START Document section

It goes without saying that Tripawd pawrents place a high priority on keeping their fur kids healthy, and many of us purchase herbs and supplements to do so. We all want great products at low prices, yet how do we know when something is a real bargain, versus a dangerous rip-off?

Once of our favorite veterinarians, Dr. Nancy Kay (author of “Speaking for Spot”) recently wrote a two part blog series about the pitfalls of using medicinal herbs and supplements without veterinary supervision. Dr. Kay mentioned a recent study about human supplements, published in the Journal of Forensic Science. Among other findings, the study found:

  • Less expensive herbs are sometimes intentionally used to replace those that are more costly.
  • Accidental substitution can occur if plants are incorrectly identified or if the name is misinterpreted.
  • Some herb manufacturers purposefully adulterate their products with drugs presumably to increase their efficacy.

This is scary stuff! So what’s a pawrent to do?

Dr. Kay’s suggestions include: finding a veterinarian who has a special interest in herbal medicine, picking up a copy of Veterinary Herbal Medicine and using the ACCLAIM system when learning about products. This is a method that vets are taught to use when evaluating products, and you can too:

Use the ACCLAIM System

to Educate Yourself About Herbs and Supplements

A = A name you recognize. Choose an established company that provides educational materials for veterinarians and other consumers. Is it a company that is well established?

C = Clinical experience. Companies that support clinical research and have their products used in clinical trials that are published in peer-reviewed journals to which veterinarians have access are more likely to have a quality product.

C = Contents. All ingredients should be clearly indicated on the product label.

L = Label claims. Label claims that sound too good to be true likely are. Choose products with realistic label claims.

A = Administration recommendations. Dosing instructions should be accurate and easy to follow. It should be easy to calculate the amount of active ingredient administered per dose per day.

I = Identification of lot. A lot identification number indicates that a surveillance system exists to ensure product quality.

M = Manufacturer information. Basic company information should be clearly stated on the label including a website (that is up and running) or some other means of contacting customer support.


We really appreciate Dr. Kay’s great advice, and hope that it gives you a good starting point when comparison shopping for supplements for your Tripawd, or yourself.

*The study cited: A Review of the Potential Forensic Significance of Traditional Herbal Medicines” from the Journal of Forensic Science (January, 2010). Author: Roger Byard, M.D.

END Document section
START Dataset entries

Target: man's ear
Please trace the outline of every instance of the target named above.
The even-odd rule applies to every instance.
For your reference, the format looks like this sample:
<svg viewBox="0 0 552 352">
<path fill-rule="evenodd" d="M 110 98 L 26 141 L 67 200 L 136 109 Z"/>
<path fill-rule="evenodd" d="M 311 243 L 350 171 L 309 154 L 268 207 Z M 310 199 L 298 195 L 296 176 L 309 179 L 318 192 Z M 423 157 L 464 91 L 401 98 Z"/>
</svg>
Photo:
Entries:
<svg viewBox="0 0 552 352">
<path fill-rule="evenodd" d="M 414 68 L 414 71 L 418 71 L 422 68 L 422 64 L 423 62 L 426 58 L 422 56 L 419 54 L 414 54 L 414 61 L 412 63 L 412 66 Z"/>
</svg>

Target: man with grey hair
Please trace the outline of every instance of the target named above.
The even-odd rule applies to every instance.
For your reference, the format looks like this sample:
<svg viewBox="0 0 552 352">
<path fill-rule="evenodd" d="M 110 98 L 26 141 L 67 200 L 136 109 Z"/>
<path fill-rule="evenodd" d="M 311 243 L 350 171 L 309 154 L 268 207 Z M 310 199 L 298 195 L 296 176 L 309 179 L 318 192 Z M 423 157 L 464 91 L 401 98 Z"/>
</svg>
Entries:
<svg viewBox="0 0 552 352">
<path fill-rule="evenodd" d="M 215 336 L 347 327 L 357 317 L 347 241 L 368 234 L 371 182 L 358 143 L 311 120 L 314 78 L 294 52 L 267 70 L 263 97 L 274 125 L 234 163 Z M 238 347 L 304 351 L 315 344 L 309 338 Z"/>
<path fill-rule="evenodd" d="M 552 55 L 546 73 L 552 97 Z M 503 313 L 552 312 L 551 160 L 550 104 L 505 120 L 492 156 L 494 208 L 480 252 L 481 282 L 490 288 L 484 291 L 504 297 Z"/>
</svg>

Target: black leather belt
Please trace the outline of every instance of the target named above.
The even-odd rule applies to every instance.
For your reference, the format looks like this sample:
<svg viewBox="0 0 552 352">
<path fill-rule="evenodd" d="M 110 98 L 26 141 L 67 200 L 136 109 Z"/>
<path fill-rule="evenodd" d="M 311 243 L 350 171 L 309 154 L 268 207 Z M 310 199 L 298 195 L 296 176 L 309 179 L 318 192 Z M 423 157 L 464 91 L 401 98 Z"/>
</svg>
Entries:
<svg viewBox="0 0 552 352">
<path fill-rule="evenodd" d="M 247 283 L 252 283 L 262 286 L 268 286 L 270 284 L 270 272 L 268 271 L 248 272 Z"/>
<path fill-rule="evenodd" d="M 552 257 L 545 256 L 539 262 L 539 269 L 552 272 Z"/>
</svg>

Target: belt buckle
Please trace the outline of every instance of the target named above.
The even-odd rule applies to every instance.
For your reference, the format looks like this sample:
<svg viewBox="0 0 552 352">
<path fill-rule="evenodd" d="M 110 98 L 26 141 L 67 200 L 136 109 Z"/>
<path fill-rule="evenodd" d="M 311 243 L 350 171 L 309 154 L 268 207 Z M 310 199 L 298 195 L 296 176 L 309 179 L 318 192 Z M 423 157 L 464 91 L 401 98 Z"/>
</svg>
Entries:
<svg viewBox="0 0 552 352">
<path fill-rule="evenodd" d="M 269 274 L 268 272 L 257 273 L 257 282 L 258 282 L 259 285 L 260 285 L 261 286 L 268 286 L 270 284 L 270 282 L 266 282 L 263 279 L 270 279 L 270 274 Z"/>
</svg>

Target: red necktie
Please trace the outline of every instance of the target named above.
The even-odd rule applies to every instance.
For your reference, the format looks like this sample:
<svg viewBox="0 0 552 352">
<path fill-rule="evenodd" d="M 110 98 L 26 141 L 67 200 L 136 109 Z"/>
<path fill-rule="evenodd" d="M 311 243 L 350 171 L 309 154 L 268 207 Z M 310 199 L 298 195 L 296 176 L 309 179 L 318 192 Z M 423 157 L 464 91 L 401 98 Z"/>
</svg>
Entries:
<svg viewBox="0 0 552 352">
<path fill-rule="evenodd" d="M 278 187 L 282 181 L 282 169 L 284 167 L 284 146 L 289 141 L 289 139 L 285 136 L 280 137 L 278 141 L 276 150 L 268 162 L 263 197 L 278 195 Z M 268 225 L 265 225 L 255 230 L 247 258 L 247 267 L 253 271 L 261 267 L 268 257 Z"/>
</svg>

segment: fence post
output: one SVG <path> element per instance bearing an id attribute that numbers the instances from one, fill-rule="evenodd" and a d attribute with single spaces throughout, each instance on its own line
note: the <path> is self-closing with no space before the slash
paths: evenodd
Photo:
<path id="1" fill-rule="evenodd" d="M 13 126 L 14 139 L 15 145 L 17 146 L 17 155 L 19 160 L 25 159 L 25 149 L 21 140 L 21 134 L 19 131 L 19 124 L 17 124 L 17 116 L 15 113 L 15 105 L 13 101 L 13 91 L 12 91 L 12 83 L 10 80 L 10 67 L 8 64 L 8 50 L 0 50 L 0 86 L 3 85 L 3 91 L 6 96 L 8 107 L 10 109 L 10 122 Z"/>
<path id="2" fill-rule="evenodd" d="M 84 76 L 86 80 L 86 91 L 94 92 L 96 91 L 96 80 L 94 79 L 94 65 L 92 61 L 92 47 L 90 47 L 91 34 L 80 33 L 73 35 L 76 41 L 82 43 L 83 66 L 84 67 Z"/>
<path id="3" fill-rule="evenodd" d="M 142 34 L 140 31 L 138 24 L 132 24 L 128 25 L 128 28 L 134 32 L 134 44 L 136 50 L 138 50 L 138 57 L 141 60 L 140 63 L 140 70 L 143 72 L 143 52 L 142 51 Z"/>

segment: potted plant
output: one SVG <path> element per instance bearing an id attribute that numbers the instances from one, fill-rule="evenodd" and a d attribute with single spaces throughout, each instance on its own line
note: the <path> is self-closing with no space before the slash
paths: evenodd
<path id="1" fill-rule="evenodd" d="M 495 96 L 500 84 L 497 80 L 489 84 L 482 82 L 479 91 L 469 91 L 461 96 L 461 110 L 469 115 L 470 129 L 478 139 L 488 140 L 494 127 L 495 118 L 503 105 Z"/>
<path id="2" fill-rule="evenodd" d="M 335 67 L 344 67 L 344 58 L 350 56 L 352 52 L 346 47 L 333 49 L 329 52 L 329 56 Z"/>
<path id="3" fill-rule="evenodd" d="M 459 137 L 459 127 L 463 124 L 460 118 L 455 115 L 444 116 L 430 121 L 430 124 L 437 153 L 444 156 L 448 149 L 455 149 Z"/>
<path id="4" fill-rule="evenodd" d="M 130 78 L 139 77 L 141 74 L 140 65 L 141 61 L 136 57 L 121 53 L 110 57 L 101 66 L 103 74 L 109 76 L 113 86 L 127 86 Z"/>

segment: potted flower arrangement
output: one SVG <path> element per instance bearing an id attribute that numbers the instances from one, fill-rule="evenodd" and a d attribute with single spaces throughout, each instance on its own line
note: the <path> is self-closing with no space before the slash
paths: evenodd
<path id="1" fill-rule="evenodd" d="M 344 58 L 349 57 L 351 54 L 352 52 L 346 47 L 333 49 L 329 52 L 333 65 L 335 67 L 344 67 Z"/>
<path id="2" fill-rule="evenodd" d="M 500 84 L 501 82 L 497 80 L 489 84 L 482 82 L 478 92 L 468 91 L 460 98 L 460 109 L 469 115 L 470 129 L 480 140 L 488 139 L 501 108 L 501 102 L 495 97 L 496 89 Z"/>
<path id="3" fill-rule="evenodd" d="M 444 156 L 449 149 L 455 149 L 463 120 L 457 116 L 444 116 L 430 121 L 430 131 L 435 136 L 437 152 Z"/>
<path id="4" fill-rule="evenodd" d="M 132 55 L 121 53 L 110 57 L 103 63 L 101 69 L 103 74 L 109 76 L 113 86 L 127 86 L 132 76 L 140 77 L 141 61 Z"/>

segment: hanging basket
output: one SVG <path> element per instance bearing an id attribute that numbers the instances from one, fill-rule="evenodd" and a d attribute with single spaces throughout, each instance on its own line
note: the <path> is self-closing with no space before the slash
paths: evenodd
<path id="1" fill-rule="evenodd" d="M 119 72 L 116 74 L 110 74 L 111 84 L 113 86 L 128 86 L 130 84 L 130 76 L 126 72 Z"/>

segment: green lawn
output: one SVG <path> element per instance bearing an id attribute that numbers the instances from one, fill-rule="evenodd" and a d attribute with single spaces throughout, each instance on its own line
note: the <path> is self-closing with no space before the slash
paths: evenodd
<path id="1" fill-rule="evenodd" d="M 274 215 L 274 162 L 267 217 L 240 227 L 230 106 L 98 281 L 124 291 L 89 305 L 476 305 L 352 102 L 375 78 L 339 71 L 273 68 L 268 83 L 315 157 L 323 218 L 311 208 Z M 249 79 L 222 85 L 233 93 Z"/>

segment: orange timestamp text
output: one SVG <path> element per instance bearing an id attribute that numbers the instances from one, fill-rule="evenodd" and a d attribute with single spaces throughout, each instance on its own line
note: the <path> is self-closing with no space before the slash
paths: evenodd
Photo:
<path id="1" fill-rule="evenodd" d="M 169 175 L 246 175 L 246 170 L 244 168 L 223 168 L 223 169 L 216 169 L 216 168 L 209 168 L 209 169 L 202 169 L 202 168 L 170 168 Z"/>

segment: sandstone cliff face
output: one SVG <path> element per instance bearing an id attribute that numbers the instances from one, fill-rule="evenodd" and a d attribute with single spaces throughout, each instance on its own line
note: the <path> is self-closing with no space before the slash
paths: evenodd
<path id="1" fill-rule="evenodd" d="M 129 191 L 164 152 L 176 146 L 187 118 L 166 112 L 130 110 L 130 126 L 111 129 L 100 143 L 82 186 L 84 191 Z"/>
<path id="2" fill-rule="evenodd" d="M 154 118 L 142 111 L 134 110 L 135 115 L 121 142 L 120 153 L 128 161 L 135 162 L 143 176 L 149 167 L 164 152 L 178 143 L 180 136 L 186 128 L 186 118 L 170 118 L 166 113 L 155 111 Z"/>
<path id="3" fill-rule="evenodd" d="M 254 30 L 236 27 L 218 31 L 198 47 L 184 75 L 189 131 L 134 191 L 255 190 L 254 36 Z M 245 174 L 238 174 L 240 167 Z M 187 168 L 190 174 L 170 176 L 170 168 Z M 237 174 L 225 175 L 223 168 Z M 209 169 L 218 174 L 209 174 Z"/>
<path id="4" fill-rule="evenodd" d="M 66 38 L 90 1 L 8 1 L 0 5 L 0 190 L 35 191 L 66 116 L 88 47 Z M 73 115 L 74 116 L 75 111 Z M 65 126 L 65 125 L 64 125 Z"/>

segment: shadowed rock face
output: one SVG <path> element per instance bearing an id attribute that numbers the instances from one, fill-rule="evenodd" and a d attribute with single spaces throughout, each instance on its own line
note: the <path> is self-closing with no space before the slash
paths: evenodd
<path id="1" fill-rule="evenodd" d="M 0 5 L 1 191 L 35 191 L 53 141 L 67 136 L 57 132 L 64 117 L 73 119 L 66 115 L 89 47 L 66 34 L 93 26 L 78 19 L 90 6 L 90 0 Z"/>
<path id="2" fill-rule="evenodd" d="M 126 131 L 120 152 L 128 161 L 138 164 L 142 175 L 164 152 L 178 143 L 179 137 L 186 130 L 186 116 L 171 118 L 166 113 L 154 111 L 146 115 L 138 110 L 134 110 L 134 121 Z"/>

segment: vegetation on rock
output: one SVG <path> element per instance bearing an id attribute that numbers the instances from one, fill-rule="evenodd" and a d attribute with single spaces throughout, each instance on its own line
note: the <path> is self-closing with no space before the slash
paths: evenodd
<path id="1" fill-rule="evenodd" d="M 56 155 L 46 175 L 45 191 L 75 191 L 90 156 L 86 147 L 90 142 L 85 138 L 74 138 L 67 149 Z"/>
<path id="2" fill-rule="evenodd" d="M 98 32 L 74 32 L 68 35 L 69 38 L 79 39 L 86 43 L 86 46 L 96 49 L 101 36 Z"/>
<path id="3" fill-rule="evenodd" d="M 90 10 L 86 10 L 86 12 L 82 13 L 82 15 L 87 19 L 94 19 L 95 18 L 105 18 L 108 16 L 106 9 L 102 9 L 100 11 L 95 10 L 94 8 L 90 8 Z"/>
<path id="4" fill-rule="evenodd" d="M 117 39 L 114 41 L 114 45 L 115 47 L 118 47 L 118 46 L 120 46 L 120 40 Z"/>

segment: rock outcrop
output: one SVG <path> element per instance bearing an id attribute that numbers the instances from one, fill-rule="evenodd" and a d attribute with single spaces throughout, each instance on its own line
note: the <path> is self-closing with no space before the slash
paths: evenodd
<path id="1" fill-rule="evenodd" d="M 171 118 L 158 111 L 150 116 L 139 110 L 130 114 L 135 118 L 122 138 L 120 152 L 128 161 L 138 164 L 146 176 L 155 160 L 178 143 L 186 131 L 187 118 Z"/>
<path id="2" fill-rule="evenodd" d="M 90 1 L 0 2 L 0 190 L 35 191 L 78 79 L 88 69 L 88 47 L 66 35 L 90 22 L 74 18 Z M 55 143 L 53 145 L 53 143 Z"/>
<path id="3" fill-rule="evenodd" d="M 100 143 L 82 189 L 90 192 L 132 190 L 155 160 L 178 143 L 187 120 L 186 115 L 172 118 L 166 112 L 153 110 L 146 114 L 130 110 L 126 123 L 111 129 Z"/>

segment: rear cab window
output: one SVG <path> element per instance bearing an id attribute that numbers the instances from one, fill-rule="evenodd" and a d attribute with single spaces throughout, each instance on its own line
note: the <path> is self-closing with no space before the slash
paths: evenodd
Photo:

END Dataset entries

**Parts of the exercise**
1. Check whether each statement agrees with the text on herbs and supplements. Answer yes or no for each, quoting the deciding words. (a) The study Dr. Kay mentioned was published in the Journal of Forensic Science. (b) In the ACCLAIM system, the letter "I" stands for ingredients. (c) Dosing instructions should make it easy to calculate the amount of active ingredient given per dose per day.
2. Repeat the part of the text on herbs and supplements that begins at the words "This is scary" and ends after the words "the product label.".

**Solutions for each task**
1.
(a) Yes: "published in the Journal of Forensic Science"
(b) No: "I = Identification of lot."
(c) Yes: "It should be easy to calculate the amount of active ingredient administered per dose per day."

2.
This is scary stuff! So what’s a pawrent to do?

Dr. Kay’s suggestions include: finding a veterinarian who has a special interest in herbal medicine, picking up a copy of Veterinary Herbal Medicine and using the ACCLAIM system when learning about products. This is a method that vets are taught to use when evaluating products, and you can too:

Use the ACCLAIM System

to Educate Yourself About Herbs and Supplements

A = A name you recognize. Choose an established company that provides educational materials for veterinarians and other consumers. Is it a company that is well established?

C = Clinical experience. Companies that support clinical research and have their products used in clinical trials that are published in peer-reviewed journals to which veterinarians have access are more likely to have a quality product.

C = Contents. All ingredients should be clearly indicated on the product label.